BEGIN Extract to read

May 20th, 2013 | 4 Comments
I have often wondered how zones of Old Shanghai were urbanised, of there was any planning at all. I recently encountered a document showing occupation zones of the French Concession in 1934. The document is in French and I have not been able to ascertain its origin or its author, but here is it for sharing with the reader:
“Zones of population dispatch in the French Concession in 1934.
The dispatch of population was started from the beginning of the 20th century, continue following similar trends. From the cadaster study from 1934, the concentration of Chinese population is the highest near the Chinese city (Zone I). From the administration point of view, it is reserved for the native population; buildings of all styles can be erected, shops, factories in living quarters are mixed altogether.
Zone II is next to the business district (located in the International Settlement), occupied by many living quarters and Chines shops. The French municipality wanted to transform it into a ‘European City’ because of its size and it proximity with the business district but ambitions of the French municipality was never realized due to heavy cost of such a project. However, in order to smooth traffic and create more space between the buildings, it is decided to erect higher buildings in this area and avoid the anarchy of older constructions.

END Extract to read
BEGIN Extracted records

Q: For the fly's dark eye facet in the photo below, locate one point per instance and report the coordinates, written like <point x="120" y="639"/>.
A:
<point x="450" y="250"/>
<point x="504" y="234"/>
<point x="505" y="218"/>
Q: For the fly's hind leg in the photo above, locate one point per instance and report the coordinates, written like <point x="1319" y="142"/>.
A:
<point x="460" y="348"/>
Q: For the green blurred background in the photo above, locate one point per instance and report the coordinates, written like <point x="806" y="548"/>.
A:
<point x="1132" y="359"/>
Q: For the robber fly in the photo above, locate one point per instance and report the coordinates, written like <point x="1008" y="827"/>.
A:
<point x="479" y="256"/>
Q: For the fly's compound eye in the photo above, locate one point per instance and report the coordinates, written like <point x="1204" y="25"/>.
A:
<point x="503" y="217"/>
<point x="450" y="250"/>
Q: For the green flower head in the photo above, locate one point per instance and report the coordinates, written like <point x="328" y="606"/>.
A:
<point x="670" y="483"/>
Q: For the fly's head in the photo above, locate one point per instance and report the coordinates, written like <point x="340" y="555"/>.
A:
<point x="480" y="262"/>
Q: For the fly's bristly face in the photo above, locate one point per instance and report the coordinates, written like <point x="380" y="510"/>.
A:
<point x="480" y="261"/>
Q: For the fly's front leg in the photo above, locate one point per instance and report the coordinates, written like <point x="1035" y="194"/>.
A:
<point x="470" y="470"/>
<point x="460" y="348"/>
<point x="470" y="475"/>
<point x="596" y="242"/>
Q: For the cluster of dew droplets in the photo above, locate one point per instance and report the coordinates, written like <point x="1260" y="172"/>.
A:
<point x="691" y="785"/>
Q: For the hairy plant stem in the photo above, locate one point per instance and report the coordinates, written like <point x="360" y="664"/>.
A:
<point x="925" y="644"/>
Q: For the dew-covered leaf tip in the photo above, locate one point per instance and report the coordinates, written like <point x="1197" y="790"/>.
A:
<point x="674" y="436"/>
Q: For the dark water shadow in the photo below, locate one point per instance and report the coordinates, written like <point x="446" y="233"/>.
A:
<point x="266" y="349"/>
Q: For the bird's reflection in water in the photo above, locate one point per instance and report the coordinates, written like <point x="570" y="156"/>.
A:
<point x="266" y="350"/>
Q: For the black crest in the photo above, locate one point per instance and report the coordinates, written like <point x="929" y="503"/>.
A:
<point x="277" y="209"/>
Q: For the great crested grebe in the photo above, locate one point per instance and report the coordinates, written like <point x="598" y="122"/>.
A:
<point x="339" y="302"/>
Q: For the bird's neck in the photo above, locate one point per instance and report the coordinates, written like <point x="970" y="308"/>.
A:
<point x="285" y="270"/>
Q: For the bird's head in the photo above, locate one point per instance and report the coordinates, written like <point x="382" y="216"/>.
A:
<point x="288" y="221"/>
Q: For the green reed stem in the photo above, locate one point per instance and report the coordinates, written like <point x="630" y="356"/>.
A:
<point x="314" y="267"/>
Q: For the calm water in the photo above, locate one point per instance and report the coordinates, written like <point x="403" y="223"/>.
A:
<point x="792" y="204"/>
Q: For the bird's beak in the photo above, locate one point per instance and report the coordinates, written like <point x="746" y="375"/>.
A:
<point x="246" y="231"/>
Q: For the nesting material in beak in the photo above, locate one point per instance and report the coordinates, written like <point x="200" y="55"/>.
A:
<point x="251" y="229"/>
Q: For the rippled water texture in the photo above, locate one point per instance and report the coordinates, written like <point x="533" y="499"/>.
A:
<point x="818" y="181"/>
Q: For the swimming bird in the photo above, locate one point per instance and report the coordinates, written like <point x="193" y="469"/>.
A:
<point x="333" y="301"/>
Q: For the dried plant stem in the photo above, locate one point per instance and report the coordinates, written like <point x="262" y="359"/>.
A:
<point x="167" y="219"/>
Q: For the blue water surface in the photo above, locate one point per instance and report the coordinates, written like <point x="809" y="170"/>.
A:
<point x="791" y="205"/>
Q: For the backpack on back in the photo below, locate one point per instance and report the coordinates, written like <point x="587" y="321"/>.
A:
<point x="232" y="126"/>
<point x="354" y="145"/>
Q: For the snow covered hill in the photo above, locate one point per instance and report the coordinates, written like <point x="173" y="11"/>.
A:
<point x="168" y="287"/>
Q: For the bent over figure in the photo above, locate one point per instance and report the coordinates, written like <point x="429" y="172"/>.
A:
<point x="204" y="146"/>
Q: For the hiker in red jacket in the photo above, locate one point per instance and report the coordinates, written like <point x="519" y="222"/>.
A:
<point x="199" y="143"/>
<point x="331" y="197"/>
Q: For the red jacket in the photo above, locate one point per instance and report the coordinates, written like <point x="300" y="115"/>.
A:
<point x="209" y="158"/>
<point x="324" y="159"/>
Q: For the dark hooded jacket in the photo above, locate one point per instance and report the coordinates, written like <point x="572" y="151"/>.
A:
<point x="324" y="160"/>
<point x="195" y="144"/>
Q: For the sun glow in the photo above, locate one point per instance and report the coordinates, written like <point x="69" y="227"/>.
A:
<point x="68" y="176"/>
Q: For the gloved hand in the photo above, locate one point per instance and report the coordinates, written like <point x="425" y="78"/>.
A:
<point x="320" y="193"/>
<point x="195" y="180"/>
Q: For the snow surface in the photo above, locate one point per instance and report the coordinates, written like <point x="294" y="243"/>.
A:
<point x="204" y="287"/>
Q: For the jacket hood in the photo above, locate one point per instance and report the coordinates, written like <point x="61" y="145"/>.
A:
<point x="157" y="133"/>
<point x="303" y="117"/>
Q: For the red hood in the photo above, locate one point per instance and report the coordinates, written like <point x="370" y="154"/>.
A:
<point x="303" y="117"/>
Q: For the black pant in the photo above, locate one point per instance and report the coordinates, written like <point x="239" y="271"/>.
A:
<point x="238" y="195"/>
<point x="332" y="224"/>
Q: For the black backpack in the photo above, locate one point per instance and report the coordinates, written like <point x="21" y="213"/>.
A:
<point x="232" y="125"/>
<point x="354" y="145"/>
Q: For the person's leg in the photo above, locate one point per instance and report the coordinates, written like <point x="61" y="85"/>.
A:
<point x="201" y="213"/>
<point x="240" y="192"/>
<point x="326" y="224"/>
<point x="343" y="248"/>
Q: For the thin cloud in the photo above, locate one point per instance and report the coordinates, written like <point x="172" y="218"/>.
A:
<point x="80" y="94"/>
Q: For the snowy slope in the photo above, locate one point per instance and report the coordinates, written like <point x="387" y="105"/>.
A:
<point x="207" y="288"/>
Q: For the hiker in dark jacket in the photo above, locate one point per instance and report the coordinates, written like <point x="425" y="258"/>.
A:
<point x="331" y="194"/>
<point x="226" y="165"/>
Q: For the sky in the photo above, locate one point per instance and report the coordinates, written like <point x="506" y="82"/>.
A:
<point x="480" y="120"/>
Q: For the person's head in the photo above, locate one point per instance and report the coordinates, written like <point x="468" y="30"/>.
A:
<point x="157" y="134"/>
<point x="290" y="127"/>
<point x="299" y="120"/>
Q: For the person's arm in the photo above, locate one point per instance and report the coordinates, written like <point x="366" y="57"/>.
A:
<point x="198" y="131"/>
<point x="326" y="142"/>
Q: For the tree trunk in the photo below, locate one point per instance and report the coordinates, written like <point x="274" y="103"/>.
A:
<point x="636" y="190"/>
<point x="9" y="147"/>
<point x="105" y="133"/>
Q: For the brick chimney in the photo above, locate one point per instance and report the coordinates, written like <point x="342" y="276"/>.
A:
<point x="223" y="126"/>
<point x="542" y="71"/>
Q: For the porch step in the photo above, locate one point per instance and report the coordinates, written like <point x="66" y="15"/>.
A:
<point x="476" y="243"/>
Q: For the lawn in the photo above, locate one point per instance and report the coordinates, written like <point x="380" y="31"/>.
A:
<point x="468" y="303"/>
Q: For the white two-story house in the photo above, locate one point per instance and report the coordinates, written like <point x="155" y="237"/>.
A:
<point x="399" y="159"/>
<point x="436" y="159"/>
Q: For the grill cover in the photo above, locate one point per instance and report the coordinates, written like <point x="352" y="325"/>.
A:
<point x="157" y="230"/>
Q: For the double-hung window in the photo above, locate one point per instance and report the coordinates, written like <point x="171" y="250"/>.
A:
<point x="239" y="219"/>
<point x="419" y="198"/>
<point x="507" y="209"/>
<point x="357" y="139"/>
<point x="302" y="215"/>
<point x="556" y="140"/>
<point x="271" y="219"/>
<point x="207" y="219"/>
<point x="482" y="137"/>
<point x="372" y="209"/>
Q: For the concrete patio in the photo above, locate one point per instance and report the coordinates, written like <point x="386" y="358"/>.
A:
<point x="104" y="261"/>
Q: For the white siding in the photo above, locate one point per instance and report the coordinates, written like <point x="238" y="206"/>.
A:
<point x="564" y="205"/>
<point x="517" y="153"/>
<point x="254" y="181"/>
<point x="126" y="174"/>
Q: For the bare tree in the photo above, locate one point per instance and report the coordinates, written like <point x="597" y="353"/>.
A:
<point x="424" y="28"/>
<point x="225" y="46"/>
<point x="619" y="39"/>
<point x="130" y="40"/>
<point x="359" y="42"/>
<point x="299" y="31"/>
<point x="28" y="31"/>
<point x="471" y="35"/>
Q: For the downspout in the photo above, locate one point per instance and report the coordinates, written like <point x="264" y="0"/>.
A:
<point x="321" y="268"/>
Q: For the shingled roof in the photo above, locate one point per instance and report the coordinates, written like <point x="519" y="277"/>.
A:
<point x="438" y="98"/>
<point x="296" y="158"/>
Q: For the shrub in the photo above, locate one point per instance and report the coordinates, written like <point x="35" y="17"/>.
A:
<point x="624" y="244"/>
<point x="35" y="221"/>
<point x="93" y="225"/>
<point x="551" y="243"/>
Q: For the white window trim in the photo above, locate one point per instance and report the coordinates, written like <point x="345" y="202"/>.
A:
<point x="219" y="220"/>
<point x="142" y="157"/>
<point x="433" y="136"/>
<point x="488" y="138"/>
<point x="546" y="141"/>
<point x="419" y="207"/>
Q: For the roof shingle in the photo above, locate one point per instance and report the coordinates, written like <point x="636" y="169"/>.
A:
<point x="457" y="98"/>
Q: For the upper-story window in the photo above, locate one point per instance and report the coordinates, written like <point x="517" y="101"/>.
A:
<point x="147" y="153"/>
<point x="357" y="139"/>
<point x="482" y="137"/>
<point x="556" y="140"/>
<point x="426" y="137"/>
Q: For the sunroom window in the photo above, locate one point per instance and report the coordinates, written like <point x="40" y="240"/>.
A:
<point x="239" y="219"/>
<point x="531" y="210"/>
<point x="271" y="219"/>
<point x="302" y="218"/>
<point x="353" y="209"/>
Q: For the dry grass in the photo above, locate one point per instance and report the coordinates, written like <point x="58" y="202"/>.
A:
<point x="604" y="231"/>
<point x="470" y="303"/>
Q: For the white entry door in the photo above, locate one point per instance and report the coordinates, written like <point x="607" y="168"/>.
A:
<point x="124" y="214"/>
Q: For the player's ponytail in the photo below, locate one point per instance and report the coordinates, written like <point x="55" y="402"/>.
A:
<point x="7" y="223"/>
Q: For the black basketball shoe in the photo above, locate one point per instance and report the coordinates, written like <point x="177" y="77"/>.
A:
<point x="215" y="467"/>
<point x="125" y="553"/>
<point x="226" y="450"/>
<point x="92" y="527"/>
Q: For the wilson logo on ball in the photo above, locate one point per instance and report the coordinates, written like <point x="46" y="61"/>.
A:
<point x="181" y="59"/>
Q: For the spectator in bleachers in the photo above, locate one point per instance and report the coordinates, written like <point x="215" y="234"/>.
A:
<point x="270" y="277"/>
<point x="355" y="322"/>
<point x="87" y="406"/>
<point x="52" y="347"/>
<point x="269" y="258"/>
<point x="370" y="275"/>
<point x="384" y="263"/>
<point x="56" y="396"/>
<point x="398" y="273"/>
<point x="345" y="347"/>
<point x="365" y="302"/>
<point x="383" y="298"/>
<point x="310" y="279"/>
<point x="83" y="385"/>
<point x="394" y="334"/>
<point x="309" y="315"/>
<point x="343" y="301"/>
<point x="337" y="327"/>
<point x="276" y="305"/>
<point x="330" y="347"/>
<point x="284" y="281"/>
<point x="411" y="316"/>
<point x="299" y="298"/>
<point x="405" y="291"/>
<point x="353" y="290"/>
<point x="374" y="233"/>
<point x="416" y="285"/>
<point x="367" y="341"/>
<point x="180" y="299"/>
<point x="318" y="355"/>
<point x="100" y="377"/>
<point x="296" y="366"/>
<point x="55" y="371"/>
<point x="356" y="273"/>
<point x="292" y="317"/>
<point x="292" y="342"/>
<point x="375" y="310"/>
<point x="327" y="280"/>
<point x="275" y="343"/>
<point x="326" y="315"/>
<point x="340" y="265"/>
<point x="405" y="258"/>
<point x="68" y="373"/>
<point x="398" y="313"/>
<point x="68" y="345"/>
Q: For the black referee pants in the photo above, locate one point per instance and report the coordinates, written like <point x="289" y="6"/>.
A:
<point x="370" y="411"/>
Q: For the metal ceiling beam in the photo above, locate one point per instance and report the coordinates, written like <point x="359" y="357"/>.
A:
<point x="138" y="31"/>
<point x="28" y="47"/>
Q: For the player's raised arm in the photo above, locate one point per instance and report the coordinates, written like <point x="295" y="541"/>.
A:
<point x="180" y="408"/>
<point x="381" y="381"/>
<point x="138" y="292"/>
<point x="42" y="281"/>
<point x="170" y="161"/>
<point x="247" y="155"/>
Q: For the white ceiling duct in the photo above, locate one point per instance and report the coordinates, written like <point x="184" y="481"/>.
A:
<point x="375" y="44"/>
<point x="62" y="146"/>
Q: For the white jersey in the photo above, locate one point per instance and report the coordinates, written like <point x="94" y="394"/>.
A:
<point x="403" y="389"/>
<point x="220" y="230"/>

END Extracted records

= Assignment =
Can you resume the piece on the French Concession's 1934 population zones, continuing on from its final sentence?

= Answer =
Zone III is occupied by shops and residence for the middle class. All constructions are allowed, but they must follow rules about aesthetic and keeping quiet around public facilities, including schools and hospital. Those exclude polluting or noise generating industries. European styles shops are favored on the street side, along with keeping space between buildings.
Zone IV is reserved for residential area and was further extended up to Xu Jia Hui. As a consequence, any factory not following “aesthetic rules” of the French municipality were prohibited so as to guarantee a western type of architecture and avoid pollution in this upper class area.”
It is interesting to compare this 1934 study with current urban development in Shanghai. Zone I is being totally transformed into a modern living area, along with the area of Zone III where Xin Tian Di is located. At the same time, Zone VI has kept most of its charm and is now often referred as “the Former French Concession”, when it actually is part of it.